• **Stated task**: Can you render the stretch of entries from the line containing "228, row 24." through the line containing "column 29, row 347" as a JSON list of strings, with one string per line and blank lines left out?
--- Start ---
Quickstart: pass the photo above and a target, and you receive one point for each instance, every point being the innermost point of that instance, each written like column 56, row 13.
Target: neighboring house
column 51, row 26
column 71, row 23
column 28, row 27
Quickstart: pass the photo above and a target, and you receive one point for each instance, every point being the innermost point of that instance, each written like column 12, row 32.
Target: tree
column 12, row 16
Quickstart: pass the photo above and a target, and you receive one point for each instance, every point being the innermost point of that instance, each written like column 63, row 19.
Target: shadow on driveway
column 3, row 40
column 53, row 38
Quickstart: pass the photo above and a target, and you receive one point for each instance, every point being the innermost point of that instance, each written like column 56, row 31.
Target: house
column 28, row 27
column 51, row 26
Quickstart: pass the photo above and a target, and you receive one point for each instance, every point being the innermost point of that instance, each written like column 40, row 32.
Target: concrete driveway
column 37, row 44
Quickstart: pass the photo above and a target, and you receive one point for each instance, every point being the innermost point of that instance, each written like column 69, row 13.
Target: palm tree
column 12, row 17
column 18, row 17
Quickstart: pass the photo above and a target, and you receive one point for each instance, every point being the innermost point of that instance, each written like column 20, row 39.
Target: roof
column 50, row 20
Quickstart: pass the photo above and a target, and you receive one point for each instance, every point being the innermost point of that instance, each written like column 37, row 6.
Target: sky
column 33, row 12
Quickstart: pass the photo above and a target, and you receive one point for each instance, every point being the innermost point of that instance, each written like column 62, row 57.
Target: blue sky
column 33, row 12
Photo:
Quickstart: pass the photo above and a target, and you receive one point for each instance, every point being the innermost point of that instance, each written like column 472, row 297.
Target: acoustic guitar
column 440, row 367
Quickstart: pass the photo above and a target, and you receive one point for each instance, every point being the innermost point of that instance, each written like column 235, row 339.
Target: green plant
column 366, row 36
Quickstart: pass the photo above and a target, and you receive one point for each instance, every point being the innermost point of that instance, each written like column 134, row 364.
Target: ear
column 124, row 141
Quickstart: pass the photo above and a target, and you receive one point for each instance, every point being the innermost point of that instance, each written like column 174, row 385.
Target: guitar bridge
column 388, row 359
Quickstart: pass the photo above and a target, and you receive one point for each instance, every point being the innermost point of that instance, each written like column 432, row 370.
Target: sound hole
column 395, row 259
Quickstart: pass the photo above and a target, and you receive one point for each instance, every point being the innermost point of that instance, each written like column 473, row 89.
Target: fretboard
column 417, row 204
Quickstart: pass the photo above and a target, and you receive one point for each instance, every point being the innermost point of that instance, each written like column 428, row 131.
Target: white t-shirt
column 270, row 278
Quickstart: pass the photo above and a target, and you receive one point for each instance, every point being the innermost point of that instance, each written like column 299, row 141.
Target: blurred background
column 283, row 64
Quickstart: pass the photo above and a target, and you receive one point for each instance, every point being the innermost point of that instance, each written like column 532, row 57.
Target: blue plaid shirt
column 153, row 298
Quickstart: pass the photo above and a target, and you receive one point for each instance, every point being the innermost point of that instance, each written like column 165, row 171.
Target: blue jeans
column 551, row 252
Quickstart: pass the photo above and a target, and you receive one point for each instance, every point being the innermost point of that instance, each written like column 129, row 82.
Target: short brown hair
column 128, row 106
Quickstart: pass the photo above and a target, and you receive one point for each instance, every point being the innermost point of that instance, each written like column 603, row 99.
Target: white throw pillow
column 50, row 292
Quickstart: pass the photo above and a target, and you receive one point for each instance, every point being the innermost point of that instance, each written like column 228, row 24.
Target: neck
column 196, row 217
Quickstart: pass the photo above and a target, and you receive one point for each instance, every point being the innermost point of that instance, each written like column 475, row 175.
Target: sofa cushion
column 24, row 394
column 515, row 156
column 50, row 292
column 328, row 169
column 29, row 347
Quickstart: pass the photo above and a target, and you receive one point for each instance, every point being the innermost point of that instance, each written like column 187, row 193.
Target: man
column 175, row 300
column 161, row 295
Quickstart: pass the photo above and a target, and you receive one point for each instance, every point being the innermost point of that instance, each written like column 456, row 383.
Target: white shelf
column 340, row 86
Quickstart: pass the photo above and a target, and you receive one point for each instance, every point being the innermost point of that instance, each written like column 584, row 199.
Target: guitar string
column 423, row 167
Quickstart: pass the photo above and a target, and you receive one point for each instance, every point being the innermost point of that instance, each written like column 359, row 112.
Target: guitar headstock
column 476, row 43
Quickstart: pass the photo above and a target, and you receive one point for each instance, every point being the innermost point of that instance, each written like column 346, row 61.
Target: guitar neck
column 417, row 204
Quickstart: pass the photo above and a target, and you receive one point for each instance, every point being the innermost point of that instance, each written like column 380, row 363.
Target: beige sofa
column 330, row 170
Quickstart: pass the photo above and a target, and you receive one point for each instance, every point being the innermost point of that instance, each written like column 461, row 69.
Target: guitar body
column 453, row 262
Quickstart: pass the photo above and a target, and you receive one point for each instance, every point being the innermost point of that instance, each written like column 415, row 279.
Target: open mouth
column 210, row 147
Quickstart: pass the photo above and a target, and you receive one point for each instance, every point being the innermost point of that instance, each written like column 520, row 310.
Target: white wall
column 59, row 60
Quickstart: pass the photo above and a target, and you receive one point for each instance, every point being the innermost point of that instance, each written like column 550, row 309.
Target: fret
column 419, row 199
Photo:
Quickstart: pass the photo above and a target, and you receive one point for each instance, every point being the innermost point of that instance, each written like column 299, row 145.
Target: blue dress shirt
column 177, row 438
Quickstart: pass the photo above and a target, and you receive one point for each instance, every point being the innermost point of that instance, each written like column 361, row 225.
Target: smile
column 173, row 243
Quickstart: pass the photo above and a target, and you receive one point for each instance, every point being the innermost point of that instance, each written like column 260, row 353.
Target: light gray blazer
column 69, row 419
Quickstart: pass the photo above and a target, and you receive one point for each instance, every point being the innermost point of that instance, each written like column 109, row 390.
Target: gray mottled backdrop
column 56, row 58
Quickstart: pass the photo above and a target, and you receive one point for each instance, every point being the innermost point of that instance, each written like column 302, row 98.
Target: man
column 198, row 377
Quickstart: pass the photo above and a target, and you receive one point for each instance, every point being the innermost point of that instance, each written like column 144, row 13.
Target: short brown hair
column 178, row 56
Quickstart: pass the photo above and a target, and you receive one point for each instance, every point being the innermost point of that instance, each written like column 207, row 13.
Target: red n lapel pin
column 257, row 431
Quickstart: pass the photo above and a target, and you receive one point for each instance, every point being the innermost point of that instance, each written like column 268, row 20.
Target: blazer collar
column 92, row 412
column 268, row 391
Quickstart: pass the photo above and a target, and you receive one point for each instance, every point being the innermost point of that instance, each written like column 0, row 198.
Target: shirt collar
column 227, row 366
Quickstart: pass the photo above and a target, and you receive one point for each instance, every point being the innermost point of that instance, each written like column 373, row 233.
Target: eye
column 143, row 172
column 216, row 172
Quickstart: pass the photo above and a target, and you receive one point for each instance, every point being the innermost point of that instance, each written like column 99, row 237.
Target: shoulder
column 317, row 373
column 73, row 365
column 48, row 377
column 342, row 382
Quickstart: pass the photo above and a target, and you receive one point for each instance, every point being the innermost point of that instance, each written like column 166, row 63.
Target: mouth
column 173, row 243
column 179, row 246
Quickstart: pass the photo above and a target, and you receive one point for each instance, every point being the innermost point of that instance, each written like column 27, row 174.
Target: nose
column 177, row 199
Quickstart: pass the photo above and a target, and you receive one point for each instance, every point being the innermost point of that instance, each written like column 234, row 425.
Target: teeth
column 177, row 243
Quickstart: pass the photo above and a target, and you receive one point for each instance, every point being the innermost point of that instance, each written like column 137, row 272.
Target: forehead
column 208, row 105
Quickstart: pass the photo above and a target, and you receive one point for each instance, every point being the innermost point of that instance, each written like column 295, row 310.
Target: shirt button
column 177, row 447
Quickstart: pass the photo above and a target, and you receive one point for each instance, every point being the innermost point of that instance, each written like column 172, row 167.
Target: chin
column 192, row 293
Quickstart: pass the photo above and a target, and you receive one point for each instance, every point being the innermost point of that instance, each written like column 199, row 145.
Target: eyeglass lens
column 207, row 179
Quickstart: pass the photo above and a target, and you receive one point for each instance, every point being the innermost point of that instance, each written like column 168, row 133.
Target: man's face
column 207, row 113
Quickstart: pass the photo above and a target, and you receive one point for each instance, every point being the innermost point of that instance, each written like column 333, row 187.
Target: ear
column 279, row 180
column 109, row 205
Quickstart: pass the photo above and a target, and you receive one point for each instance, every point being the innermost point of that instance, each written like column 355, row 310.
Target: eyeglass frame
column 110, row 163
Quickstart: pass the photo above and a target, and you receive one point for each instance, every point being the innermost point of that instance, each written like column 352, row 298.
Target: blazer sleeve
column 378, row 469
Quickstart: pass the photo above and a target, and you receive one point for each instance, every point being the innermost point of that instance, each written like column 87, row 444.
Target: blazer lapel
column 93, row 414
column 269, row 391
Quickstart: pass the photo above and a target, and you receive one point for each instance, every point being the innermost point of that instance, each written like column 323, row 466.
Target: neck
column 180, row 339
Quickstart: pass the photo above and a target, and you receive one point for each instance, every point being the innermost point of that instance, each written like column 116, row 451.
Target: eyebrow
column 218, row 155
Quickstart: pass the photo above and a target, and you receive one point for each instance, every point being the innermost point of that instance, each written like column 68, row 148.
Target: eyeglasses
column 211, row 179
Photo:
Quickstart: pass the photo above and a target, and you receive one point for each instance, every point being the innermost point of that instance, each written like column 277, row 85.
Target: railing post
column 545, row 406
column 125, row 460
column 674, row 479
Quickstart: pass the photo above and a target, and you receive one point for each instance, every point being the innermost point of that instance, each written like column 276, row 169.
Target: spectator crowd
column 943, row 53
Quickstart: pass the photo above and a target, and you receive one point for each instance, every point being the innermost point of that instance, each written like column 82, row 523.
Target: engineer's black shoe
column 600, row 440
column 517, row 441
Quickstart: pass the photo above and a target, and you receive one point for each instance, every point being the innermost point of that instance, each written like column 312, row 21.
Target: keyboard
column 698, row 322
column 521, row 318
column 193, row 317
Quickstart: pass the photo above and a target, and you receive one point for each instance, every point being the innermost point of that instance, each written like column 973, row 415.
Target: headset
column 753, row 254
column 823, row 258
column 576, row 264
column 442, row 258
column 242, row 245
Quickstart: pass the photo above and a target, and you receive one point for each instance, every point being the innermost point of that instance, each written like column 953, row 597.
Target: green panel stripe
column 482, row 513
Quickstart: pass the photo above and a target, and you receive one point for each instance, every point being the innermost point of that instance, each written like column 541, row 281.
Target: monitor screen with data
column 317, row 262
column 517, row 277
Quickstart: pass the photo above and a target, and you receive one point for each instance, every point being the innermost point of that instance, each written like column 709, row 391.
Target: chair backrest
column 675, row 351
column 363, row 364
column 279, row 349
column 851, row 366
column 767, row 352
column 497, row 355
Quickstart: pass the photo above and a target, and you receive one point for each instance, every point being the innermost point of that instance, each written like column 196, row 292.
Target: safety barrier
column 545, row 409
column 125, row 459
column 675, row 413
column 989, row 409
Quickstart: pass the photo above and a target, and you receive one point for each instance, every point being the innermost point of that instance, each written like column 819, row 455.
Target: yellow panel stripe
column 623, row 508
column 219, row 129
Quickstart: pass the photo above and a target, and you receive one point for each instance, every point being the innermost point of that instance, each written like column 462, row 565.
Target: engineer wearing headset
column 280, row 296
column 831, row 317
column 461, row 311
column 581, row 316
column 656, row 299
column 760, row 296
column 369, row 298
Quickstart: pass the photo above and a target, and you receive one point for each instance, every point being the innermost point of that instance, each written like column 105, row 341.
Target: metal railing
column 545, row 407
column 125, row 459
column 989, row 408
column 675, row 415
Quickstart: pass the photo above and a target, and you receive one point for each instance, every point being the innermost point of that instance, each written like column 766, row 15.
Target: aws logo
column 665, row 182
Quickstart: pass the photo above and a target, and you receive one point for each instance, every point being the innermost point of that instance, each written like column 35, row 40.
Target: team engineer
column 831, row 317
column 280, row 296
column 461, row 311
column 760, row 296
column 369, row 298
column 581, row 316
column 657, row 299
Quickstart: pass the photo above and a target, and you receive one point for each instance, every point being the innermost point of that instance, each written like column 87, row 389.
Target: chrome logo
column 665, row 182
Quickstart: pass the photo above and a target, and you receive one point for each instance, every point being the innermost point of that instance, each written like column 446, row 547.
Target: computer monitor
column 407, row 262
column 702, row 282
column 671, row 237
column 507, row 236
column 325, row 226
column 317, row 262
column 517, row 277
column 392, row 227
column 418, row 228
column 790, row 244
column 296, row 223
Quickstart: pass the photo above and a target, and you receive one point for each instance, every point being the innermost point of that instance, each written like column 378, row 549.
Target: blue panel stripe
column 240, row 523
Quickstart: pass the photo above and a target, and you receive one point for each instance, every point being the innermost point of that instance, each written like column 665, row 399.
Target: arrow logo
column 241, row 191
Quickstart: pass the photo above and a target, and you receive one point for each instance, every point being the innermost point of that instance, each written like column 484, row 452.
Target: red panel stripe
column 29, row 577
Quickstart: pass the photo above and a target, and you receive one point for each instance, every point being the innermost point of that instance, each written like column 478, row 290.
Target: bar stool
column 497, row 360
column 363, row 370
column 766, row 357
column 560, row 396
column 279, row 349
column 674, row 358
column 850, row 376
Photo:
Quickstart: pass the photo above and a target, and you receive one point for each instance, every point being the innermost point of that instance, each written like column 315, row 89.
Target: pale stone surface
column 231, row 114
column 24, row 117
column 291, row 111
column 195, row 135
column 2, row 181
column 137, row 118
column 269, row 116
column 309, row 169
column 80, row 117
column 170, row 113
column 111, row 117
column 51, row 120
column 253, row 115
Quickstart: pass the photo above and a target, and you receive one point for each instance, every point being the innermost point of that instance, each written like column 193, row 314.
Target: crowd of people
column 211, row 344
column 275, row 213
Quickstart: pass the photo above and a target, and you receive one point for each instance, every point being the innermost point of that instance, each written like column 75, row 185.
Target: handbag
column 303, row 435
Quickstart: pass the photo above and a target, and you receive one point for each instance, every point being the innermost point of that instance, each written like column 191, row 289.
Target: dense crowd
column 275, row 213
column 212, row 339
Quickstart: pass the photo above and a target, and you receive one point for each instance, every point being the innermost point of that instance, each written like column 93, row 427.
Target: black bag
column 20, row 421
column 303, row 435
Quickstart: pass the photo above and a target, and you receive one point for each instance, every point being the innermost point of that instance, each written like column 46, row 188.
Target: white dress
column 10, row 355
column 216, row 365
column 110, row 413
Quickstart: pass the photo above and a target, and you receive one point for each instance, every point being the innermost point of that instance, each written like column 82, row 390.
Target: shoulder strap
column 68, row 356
--- End ---
• **Worked solution**:
[
  "Quickstart: pass the photo above and a target, and you receive one point for each instance, every point being the innermost point of that instance, each written like column 228, row 24.",
  "Target: neck",
  "column 196, row 217",
  "Quickstart: pass the photo above and a target, and you receive one point for each instance, every point being the innermost point of that instance, each written like column 475, row 175.",
  "Target: sofa cushion",
  "column 24, row 394",
  "column 515, row 156",
  "column 50, row 292",
  "column 328, row 169",
  "column 29, row 347"
]